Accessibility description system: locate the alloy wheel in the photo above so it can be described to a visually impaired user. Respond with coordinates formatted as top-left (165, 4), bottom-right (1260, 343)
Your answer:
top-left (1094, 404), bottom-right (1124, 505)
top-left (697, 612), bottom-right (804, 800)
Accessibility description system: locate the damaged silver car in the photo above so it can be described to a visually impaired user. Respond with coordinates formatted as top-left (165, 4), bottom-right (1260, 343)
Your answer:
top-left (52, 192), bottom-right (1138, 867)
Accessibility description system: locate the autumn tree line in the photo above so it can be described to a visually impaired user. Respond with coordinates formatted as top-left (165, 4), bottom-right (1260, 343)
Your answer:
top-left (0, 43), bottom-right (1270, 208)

○ ○ ○

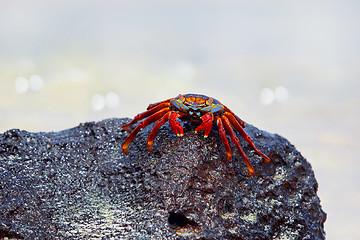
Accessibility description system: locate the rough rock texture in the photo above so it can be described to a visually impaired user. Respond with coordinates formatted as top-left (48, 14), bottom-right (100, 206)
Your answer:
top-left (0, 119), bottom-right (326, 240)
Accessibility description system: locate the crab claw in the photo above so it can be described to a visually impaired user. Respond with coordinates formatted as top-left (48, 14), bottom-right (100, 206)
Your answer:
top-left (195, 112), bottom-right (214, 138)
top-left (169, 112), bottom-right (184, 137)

○ ○ ○

> BRIEF:
Reproduce the part of the data above that opens with the line containing "Accessibility description system: locate the alloy" and closes with the line containing "top-left (52, 192), bottom-right (1138, 867)". Include both of those lines and keep every line unchanged.

> WRITTEN SOLUTION:
Accessibility description system: locate the alloy wheel in the photo above so it can be described to a visually impaired user. Respond with coordinates formatted as top-left (165, 4), bottom-right (1260, 343)
Your answer:
top-left (1094, 404), bottom-right (1124, 505)
top-left (697, 612), bottom-right (804, 800)
Accessibility description system: locate the damaged silver car in the photo above so it can be described to a visually impaired user. Respond with coordinates formatted as top-left (165, 4), bottom-right (1260, 343)
Your answer:
top-left (52, 192), bottom-right (1138, 867)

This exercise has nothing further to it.